Given request: Rewrite the rows below, changing each "retail-shelf audit" to "store-shelf check" and keeping every other character the same.

[begin Provided entries]

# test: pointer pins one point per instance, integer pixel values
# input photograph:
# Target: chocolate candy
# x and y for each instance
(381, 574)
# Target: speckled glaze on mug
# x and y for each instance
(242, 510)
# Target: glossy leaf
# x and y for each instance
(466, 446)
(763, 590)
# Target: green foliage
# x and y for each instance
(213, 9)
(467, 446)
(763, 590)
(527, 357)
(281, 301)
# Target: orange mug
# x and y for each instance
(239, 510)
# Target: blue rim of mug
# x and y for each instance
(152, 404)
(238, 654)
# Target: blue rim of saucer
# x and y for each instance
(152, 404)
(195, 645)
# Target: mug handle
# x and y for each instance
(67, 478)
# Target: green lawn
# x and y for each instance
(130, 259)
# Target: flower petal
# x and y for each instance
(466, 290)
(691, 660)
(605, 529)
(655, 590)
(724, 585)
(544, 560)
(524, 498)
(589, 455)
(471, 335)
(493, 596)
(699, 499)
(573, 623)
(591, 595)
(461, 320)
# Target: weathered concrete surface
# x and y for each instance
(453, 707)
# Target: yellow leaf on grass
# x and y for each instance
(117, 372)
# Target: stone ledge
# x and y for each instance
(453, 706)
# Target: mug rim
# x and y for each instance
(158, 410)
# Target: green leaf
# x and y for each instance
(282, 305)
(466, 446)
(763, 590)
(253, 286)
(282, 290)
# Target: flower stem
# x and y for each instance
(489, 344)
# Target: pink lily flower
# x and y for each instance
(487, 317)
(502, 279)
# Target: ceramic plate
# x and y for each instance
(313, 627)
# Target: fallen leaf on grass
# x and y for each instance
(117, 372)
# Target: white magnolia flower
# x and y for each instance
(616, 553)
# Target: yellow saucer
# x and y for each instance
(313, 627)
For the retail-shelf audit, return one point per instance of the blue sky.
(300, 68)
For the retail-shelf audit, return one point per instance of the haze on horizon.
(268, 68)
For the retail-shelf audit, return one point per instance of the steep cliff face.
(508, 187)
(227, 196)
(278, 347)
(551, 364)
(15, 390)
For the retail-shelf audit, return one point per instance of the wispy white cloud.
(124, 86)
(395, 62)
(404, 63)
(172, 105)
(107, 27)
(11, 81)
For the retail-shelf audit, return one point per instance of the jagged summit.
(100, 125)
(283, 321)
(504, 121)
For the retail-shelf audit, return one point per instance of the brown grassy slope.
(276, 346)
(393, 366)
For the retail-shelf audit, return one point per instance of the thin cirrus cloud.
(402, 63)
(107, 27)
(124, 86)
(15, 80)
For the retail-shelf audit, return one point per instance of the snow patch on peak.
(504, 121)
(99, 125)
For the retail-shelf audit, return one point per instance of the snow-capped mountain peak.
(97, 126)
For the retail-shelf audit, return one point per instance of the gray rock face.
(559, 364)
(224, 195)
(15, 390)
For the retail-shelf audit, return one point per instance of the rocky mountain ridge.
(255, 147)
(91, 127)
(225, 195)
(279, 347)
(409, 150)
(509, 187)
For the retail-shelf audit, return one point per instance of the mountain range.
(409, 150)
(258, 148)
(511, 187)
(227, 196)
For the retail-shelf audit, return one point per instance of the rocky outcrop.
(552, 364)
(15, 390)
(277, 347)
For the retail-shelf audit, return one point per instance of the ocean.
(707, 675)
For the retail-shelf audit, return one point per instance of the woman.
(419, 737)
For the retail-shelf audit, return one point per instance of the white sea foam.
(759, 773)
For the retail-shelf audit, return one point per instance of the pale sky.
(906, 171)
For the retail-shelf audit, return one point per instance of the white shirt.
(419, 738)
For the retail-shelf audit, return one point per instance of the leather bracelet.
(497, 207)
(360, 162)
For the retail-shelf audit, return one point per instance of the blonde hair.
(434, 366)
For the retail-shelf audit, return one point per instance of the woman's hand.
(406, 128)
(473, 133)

[end Provided entries]

Exercise result:
# test: pointer pins one point per instance, integer pixel values
# input photograph:
# Target: chocolate candy
# x and y for each instance
(381, 574)
# Target: speckled glaze on mug
# x and y for each instance
(242, 510)
# Target: glossy leaf
# x and y for each instance
(466, 446)
(763, 590)
# Target: green foliage
# x and y for each instance
(213, 9)
(467, 446)
(763, 590)
(527, 357)
(281, 301)
# Target: orange mug
# x and y for each instance
(239, 510)
# Target: blue rim of mug
# x and y for each instance
(152, 404)
(238, 654)
# Target: blue rim of saucer
# x and y for each instance
(152, 404)
(195, 645)
# Target: mug handle
# x and y for each instance
(67, 478)
# Target: green lawn
# x and y for each instance
(130, 259)
# Target: flower petal
# x and y for each instance
(466, 290)
(691, 660)
(605, 529)
(655, 590)
(724, 585)
(544, 560)
(524, 498)
(589, 455)
(471, 335)
(493, 596)
(699, 499)
(573, 623)
(591, 595)
(461, 320)
# Target: weathered concrete surface
# x and y for each instance
(453, 707)
# Target: yellow leaf on grass
# x and y for each instance
(117, 372)
# Target: stone ledge
# x and y for each instance
(453, 706)
# Target: mug rim
# x and y for each instance
(158, 410)
# Target: green leaf
# x and y for each instance
(282, 305)
(466, 446)
(763, 590)
(253, 286)
(282, 290)
# Target: flower stem
# x and y for each instance
(489, 344)
# Target: pink lily flower
# x and y for each instance
(487, 317)
(502, 279)
# Target: ceramic plate
# x and y for each instance
(313, 627)
# Target: fallen leaf on grass
# x and y for each instance
(117, 372)
# Target: white magnolia flower
# x and y for each instance
(616, 553)
# Target: yellow saucer
# x and y for each instance
(313, 627)
For the store-shelf check, return one point per instance of the blue sky.
(300, 68)
For the store-shelf check, return one point per instance of the haze on horizon.
(268, 68)
For the store-shelf check, return one point per instance of the steep cliff face.
(508, 187)
(227, 196)
(278, 347)
(551, 364)
(15, 390)
For the store-shelf check, return one point per instance of the wispy white cloud.
(124, 86)
(395, 62)
(404, 63)
(172, 105)
(107, 27)
(11, 81)
For the store-shelf check, return one point per instance of the jagged summit.
(100, 125)
(283, 321)
(504, 121)
For the store-shelf check, return one point per instance of the brown grassy slope.
(276, 346)
(393, 366)
For the store-shelf check, return one point per instance of the thin cirrus cloud.
(402, 63)
(107, 27)
(124, 86)
(15, 80)
For the store-shelf check, return one point per instance of the snow patch on peak.
(504, 121)
(99, 125)
For the store-shelf check, return one point per instance of the snow-capped mountain peak.
(97, 126)
For the store-shelf check, return one point per instance of the gray rock face.
(559, 364)
(224, 195)
(15, 390)
For the store-shelf check, return one point per instance of the rocky mountain ridge.
(255, 147)
(91, 127)
(225, 195)
(279, 347)
(409, 150)
(509, 187)
For the store-shelf check, return one point per instance of the mountain range.
(409, 150)
(258, 148)
(511, 187)
(227, 196)
For the store-shelf check, return one point per instance of the rocky outcrop.
(552, 364)
(15, 390)
(277, 347)
For the store-shelf check, return one point per instance of the ocean.
(707, 675)
For the store-shelf check, return one point per instance of the woman.
(419, 737)
For the store-shelf check, return one point per instance of the white sea foam.
(759, 773)
For the store-shelf check, return one point per instance of the pale sky.
(906, 171)
For the store-shelf check, return one point per instance of the white shirt.
(419, 738)
For the store-shelf check, return one point per instance of the leather bracelet.
(497, 207)
(360, 162)
For the store-shelf check, return one point per instance of the blonde hair.
(434, 366)
For the store-shelf check, return one point per instance of the woman's hand.
(406, 128)
(473, 133)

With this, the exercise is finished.